● **Yazılı görev 1**:
Gaza bilinci üzerine yazıya göre, gaza savaşında ele geçirilen mallara ne ad verilir?
● **Yazılı görev 2**:
Gaza bilinci üzerine yazıda "From: Huseyin Murat" sözleriyle başlayıp "başlıyor dinle bitiyor." sözleriyle biten bölümü birebir kopyalayın.

● **Seçilen metin**:
________________________

From: Huseyin Murat Cekirge_U [mailto:hmcekirge@usa.net]
Okulları “gaza bilinci” ile açtılar
ANALİZ
Okulları “gaza bilinci” ile açtılar
Cumhurbaşkanı Erdoğan Gaziler Günü’nü kutlarken “gaza bilincinden” söz etti. Erdoğan’a göre 17 Temmuz darbe girişimine karşı çıkanlar gaza bilincinin ne denli önemli olduğunu gösterdiler.
Dün sabah açılan okullarda ise ilk ders olarak 17 Aralık darbe girişimi anlatıldı, kimi okullarda gaziler için Fatihalar okundu, Kuran okunarak açılan bile olduğu ileri sürüldü. Açıkçası Türkiye adeta ilan edilmemiş bir din devleti kurallarını uygulamaya başladı.
Her şey dinle başlıyor dinle bitiyor.
Bilmeyenler olabilir, “gaza” nedir, ona bir bakalım.
Gaza şu anlama geliyor; İslam dinini korumak veya yaymak amacıyla Müslüman olmayanlara karşı yapılan kutsal savaşa verilen isimdir. Katılanlara gazi denir. Bu savaşta ele geçirilen mallara ganimet denir.
Demek ki 17 Temmuz’daki halk demokrasi, özgürlükler ve milli irade için değil, İslam dinini korumak ve yaymak, Müslüman almayanlara karşı kutsal bir savaş vermek için sokaklara dökülmüş.

________________________

● **Liste**:

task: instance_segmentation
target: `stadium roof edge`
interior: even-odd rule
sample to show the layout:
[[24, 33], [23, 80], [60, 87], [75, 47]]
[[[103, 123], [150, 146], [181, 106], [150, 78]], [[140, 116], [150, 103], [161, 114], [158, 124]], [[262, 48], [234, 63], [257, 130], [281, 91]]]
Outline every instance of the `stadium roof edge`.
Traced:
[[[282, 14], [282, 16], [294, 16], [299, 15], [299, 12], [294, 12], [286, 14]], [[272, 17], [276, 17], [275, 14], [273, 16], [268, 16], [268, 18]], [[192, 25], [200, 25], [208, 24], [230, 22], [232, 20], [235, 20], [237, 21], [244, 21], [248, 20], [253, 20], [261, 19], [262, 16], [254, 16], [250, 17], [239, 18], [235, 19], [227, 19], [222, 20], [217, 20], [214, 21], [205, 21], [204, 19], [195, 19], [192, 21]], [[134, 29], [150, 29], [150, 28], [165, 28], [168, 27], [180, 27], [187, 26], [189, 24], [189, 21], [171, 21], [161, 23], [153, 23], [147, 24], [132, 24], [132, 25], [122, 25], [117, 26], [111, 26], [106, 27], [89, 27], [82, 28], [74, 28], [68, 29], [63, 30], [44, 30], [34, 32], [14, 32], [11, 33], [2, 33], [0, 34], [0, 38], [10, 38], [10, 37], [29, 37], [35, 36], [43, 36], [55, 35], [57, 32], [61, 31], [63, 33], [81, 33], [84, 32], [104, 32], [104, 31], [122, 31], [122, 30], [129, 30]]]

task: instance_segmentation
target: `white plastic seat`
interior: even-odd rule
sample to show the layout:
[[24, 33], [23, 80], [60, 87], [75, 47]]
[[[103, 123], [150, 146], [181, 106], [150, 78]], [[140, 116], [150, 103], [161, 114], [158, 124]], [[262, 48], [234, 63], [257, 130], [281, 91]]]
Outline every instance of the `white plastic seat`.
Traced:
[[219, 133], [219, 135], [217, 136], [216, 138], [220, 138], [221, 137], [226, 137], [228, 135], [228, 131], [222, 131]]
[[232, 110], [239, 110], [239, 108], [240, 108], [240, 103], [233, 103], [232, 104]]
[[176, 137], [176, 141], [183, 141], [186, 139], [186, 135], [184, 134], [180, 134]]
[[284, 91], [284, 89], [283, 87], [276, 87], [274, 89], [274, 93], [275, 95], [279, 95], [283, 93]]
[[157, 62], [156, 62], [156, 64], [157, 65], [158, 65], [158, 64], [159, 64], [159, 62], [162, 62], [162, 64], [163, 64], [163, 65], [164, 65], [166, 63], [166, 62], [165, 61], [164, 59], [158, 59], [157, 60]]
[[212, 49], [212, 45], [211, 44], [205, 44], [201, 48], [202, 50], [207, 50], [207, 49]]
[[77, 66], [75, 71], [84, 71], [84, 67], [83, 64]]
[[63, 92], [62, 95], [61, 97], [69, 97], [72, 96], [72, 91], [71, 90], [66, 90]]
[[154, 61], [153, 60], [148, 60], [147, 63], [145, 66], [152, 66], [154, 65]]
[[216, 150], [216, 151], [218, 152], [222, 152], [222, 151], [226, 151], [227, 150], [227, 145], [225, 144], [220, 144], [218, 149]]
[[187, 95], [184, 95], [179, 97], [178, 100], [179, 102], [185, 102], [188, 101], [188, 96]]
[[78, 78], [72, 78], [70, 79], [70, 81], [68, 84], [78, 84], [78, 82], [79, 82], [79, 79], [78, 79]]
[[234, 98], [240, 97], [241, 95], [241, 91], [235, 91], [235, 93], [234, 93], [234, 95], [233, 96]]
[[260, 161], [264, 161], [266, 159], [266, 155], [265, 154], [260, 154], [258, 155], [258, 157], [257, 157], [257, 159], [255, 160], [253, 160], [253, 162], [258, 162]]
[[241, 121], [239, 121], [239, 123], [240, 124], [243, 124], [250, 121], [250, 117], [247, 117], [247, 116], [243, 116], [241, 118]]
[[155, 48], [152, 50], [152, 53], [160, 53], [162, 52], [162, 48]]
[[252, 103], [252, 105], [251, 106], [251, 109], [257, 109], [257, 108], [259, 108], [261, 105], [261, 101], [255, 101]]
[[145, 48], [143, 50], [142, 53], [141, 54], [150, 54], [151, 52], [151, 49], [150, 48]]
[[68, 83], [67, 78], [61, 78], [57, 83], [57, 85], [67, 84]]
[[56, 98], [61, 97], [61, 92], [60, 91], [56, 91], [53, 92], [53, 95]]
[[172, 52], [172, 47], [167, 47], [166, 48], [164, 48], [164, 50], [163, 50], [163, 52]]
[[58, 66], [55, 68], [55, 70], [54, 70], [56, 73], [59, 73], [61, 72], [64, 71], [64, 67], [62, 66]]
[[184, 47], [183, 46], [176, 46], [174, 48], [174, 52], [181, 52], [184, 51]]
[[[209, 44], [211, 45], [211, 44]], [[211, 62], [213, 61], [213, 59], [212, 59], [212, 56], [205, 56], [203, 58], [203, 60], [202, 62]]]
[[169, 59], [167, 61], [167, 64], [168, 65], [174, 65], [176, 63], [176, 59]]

________________________

● **Nihai sonuç 1**:
Ganimet denir.

● **Nihai sonuç 2**:
From: Huseyin Murat Cekirge_U [mailto:hmcekirge@usa.net]
Okulları “gaza bilinci” ile açtılar
ANALİZ
Okulları “gaza bilinci” ile açtılar
Cumhurbaşkanı Erdoğan Gaziler Günü’nü kutlarken “gaza bilincinden” söz etti. Erdoğan’a göre 17 Temmuz darbe girişimine karşı çıkanlar gaza bilincinin ne denli önemli olduğunu gösterdiler.
Dün sabah açılan okullarda ise ilk ders olarak 17 Aralık darbe girişimi anlatıldı, kimi okullarda gaziler için Fatihalar okundu, Kuran okunarak açılan bile olduğu ileri sürüldü. Açıkçası Türkiye adeta ilan edilmemiş bir din devleti kurallarını uygulamaya başladı.
Her şey dinle başlıyor dinle bitiyor.